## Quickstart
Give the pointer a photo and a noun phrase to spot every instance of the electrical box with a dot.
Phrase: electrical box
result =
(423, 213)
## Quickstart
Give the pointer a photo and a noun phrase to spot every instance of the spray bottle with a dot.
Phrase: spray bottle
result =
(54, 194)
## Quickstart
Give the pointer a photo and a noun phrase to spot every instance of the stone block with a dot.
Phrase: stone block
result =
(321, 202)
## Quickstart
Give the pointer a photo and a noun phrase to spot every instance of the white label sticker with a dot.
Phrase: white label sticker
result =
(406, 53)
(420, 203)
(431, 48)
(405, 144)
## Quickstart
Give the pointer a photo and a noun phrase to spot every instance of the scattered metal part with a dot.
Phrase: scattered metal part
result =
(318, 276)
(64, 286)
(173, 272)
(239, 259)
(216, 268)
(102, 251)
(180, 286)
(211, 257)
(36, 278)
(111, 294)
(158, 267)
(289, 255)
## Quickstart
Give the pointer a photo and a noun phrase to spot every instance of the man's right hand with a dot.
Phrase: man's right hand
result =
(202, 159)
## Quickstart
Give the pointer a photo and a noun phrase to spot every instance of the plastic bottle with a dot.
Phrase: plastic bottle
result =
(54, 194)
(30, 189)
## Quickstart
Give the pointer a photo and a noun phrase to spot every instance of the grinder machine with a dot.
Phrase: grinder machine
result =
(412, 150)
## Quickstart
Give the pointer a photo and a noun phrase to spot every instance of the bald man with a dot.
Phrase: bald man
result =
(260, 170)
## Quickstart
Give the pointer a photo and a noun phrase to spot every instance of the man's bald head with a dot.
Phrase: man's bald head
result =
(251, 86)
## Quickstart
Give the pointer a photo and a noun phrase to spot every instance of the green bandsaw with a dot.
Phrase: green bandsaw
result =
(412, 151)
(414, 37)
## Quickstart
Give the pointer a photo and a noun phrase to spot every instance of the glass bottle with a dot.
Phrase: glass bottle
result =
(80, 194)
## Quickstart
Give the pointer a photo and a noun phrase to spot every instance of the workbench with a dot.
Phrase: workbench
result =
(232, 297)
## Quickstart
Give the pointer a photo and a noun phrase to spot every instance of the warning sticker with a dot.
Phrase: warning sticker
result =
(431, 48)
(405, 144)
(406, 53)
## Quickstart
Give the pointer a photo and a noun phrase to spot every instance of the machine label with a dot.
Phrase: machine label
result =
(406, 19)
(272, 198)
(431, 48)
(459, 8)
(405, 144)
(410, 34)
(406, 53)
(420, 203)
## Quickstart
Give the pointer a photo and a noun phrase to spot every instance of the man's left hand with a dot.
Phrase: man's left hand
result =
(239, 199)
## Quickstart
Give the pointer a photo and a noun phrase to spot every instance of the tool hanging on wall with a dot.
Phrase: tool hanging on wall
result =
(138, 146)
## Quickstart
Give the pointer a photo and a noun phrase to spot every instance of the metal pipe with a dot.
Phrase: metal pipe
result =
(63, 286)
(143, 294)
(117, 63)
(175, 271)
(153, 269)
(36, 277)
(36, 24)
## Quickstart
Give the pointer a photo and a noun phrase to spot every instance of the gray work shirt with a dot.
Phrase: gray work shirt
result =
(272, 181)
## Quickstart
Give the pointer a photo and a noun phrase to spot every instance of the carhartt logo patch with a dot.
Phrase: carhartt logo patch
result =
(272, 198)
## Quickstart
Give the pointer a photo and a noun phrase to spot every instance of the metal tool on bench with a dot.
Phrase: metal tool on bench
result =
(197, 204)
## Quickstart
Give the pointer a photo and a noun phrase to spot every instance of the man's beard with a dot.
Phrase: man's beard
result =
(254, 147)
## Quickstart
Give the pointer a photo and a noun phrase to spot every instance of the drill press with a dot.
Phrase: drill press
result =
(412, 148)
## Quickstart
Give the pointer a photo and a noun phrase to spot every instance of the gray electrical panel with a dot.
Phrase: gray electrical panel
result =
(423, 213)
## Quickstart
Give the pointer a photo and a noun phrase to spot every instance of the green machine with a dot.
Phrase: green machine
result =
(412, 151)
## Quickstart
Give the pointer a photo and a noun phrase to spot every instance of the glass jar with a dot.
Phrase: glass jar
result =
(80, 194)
┄┄┄┄┄┄┄┄┄┄┄┄┄┄┄┄┄┄┄┄
Problem details —
Say how many lines above hold the word "patch", giving only the count.

Answer to this exercise —
2